Read A Queer History of the United States Online
Authors: Michael Bronski
Tags: #General, #History, #Social Science, #Sociology, #United States, #Lesbian Studies, #Gay Studies
The Puritans not only rejected the Church of England, but also rejected what they saw as the political and social excesses of the other dissenting groups. They critiqued the Church of England for veering toward Rome and wanted to return it to a “pure” state. All of the Protestant sects in England and throughout Europe viewed the Roman Catholic Church as emblematic of the decadent sensibility, including sexual profligacy, that they witnessed in England. They commonly referred to the Papacy as “the painted whore of Babylon” and viewed Italian culture itself as promoting sexually deviant, same-sex acts. Daniel Defoe, in his 1703 poem “A True Born Englishman,” opined “Lust chose the Torrid Zone of Italy / Where Blood ferments Rapes and Sodomy.”
Not accepted by others, and not accepting of them back, the Puritans fled England. They explicitly understood their emigration as an exodus, a direct analogy to the Jews leaving Egypt for Israel, seeking a promised land and freedom. John Winthrop, in his famous 1630 sermon “A Model of Christian Charity,” likened the new colony to old Jerusalem: a “city upon a hill.”

Supplied records →
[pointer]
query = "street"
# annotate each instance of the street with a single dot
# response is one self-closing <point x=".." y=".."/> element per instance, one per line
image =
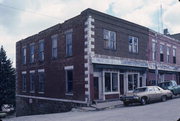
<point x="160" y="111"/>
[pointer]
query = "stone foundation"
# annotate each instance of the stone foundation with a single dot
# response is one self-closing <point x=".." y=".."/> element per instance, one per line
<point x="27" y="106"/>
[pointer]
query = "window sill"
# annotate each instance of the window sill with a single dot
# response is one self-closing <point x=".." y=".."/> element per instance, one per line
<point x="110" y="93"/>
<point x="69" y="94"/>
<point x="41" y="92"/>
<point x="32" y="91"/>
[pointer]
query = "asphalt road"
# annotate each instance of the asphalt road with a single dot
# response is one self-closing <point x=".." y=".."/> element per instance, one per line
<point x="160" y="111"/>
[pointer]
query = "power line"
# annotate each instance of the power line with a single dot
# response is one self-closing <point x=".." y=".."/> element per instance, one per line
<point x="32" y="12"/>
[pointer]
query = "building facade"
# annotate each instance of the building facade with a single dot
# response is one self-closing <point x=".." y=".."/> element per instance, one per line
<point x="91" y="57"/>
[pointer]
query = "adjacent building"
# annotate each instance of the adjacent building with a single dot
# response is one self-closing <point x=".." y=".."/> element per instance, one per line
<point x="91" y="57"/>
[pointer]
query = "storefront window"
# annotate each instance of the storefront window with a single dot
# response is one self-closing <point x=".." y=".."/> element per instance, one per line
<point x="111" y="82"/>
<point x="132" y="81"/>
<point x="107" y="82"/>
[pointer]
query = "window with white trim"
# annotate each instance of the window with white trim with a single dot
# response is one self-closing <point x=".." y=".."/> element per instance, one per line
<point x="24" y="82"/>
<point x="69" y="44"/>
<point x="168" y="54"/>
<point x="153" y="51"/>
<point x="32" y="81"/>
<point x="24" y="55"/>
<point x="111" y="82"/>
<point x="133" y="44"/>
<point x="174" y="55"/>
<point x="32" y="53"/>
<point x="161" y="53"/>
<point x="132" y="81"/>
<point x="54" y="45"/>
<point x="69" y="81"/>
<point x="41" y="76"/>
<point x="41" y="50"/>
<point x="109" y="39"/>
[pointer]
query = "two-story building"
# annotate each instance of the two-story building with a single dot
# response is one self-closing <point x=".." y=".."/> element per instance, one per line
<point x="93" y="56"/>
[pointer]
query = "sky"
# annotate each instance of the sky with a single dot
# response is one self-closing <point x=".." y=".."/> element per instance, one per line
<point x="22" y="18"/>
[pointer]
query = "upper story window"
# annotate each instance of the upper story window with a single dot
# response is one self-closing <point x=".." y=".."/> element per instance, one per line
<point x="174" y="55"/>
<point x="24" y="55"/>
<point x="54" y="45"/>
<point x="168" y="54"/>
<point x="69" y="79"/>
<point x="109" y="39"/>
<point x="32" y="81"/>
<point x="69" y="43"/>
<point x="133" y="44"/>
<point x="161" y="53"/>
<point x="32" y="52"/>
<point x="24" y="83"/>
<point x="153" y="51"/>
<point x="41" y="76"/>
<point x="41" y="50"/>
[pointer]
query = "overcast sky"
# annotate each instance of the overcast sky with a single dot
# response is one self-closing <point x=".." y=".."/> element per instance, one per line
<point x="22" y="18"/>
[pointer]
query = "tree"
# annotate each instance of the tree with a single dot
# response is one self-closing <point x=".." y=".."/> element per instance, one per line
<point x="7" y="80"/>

---

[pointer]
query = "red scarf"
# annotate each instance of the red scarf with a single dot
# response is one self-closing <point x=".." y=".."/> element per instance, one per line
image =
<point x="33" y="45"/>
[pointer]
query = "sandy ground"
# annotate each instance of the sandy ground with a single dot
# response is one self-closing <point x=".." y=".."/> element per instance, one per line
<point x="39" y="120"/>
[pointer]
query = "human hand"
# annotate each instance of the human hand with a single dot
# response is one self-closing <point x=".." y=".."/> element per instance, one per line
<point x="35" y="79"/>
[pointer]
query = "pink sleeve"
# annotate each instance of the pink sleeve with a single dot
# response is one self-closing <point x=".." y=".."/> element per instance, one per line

Goals →
1) In the passage about the Puritans, what did John Winthrop compare the new colony to in his 1630 sermon?
2) Summarize the passage about the Puritans in two sentences.

Results in order →
1) He compared it to old Jerusalem, a "city upon a hill."

2) The Puritans rejected both the Church of England, which they criticized for veering toward Rome, and the excesses of other dissenting groups, while Protestant sects generally saw the Roman Catholic Church and Italian culture as sexually decadent. Neither accepted by others nor accepting of them, the Puritans fled England, understanding their emigration as an exodus like the Jews leaving Egypt, and John Winthrop's 1630 sermon likened their colony to old Jerusalem, a "city upon a hill."